STORED DATA >>
--------------------
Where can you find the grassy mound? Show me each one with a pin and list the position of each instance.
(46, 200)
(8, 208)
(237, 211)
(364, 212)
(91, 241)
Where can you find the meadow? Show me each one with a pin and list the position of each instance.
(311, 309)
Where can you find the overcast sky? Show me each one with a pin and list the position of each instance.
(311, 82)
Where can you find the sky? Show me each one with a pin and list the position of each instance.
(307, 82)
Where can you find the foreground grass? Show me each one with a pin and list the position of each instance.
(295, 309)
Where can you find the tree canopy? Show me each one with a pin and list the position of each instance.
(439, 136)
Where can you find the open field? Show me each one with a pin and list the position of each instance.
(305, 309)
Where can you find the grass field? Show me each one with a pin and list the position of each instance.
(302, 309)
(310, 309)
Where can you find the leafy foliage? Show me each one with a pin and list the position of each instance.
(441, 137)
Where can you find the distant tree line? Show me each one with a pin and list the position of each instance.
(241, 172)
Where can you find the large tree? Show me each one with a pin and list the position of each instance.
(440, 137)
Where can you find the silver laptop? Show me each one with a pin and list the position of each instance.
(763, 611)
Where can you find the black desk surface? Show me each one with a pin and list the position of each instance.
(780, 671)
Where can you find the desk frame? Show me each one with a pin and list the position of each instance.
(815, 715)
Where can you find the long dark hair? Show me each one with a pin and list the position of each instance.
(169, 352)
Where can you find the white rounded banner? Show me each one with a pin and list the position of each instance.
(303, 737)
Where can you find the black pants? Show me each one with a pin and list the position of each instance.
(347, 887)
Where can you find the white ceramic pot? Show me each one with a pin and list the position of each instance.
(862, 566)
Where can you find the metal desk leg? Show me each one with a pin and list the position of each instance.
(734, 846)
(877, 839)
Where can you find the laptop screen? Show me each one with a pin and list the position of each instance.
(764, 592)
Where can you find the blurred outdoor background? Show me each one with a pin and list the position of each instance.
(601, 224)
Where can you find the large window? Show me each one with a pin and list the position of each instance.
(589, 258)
--------------------
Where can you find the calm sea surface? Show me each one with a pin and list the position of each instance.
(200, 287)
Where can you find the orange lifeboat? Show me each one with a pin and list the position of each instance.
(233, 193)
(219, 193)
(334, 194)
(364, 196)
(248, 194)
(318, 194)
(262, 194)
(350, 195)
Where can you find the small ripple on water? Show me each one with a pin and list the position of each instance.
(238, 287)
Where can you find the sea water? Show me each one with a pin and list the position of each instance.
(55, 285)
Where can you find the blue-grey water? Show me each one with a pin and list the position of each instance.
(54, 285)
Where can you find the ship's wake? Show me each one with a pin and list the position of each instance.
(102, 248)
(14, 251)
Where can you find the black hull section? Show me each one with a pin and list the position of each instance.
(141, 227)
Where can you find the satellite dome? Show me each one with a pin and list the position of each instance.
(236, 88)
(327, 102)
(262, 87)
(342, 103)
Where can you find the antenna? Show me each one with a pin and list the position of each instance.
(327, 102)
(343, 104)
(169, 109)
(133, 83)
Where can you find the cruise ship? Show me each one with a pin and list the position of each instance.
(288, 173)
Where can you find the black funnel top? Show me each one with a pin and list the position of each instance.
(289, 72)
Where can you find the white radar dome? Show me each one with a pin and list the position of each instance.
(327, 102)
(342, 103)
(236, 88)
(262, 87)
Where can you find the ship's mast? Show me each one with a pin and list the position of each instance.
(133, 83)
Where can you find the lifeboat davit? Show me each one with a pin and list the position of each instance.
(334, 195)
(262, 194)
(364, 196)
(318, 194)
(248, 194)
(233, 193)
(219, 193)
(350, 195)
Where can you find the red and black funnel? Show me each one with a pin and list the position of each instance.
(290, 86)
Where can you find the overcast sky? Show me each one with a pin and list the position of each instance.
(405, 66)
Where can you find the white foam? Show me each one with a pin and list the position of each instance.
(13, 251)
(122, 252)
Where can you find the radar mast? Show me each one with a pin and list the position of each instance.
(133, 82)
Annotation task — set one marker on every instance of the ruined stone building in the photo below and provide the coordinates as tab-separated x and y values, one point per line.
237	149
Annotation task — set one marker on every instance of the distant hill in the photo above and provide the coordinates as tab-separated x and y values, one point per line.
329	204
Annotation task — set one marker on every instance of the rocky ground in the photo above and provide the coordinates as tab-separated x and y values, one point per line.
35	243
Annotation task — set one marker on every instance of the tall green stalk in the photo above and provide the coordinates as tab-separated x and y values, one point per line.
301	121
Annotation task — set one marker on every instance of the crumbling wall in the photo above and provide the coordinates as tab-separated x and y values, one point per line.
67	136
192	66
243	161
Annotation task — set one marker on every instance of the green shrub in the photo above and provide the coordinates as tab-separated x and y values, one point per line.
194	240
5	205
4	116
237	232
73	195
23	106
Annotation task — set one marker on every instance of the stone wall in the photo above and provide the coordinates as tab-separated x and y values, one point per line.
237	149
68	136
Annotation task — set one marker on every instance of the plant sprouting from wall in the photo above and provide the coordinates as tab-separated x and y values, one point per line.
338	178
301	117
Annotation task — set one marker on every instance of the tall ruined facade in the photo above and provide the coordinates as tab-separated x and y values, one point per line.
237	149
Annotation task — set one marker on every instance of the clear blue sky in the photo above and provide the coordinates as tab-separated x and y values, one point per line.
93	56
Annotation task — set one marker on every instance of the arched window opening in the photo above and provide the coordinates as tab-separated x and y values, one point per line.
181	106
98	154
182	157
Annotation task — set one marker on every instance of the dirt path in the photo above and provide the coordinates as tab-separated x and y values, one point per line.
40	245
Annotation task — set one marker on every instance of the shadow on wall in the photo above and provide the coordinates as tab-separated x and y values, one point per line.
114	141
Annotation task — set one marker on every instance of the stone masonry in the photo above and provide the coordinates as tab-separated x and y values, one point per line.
--------------------
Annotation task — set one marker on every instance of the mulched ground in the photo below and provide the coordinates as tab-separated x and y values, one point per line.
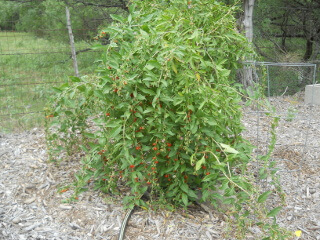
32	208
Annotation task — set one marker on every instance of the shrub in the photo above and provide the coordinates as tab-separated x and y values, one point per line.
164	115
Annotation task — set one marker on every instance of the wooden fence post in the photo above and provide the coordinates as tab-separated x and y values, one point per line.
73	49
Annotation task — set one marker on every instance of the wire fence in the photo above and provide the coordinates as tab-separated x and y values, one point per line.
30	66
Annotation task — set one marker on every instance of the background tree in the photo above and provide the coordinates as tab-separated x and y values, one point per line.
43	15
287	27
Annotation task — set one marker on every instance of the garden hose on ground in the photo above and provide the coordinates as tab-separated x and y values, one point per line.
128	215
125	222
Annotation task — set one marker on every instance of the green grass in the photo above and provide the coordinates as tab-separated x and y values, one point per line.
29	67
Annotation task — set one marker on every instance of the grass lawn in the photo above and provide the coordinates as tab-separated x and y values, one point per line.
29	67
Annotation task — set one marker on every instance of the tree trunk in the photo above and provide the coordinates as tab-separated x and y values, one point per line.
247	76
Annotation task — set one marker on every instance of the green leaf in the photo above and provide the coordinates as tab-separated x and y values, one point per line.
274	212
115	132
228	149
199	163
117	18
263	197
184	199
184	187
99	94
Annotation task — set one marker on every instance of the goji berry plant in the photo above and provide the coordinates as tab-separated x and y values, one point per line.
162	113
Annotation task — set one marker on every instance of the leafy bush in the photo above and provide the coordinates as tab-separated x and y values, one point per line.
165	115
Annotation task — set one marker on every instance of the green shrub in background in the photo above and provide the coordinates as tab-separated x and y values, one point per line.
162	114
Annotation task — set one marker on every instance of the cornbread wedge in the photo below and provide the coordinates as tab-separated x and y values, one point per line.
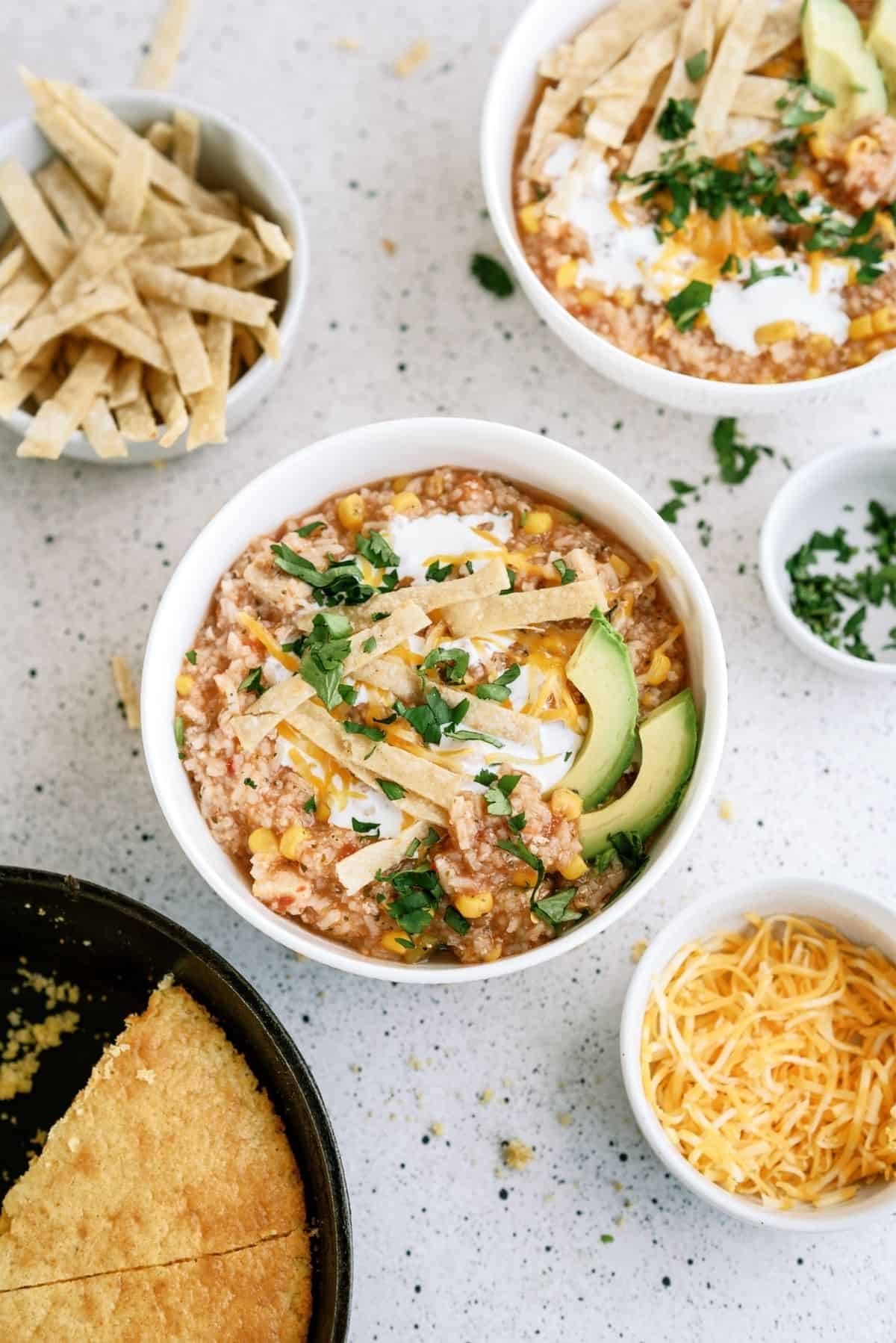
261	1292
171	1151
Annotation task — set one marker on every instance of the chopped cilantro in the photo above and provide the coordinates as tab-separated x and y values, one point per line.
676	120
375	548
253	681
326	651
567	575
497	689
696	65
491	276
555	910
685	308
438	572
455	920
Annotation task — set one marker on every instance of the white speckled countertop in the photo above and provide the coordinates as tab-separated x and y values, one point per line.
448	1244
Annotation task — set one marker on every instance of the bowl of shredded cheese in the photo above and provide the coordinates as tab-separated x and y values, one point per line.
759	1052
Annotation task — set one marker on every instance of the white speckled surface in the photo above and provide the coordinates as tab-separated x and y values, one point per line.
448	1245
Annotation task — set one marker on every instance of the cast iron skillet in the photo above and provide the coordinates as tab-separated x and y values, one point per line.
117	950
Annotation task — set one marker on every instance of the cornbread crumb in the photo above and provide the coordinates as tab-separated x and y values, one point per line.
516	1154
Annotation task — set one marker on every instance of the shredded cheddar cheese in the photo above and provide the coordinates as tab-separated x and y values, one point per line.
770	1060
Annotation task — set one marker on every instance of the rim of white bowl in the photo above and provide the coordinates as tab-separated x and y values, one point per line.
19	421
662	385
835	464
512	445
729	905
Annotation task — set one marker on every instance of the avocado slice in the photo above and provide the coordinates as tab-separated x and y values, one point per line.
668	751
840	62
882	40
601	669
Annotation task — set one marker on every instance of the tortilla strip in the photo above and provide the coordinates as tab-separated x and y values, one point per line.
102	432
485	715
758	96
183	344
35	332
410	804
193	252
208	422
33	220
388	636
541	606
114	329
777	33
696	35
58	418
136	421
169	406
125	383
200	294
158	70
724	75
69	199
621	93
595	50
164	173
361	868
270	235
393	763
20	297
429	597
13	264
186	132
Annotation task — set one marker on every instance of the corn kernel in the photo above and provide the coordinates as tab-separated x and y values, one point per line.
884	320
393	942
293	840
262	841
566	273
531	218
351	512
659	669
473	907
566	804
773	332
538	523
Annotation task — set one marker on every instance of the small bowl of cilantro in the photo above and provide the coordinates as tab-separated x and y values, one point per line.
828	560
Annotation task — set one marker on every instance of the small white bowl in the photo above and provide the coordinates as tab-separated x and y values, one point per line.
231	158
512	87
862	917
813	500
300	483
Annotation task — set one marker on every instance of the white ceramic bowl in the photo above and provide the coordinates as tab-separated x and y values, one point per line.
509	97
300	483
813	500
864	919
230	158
--------------------
BRIEF >>
Please copy, exactly as written, every line in the listing above from the line with "the tall ruined" up to and including the line with "the stone masonry".

TASK ANSWER >>
Annotation task — set one marker on every instance of the tall ruined facade in the photo above and provide the coordinates as tab-separated x and y values, one point per line.
237	149
Annotation task — set one marker on every instance of the clear blue sky in the photo above and provide the coordinates as tab-separated x and y values, one point per line.
93	56
Annotation task — set one marker on every instance of the arched window opening in the photo above and provide the coordinates as tab-separated x and y values, one point per line.
181	106
98	154
182	157
Annotation task — set one marker on every instance of the dirt path in the photo above and provide the coordinates as tab-separated x and y values, one point per line.
40	245
Annotation task — set one marker on every instance of the shadow on wall in the photo above and provide the coordinates as tab-separated x and y values, one point per line.
114	141
Annotation task — set one marker on every instance of the stone masonry in the photo above and provide the coordinates as tab-separated x and y values, one point per line.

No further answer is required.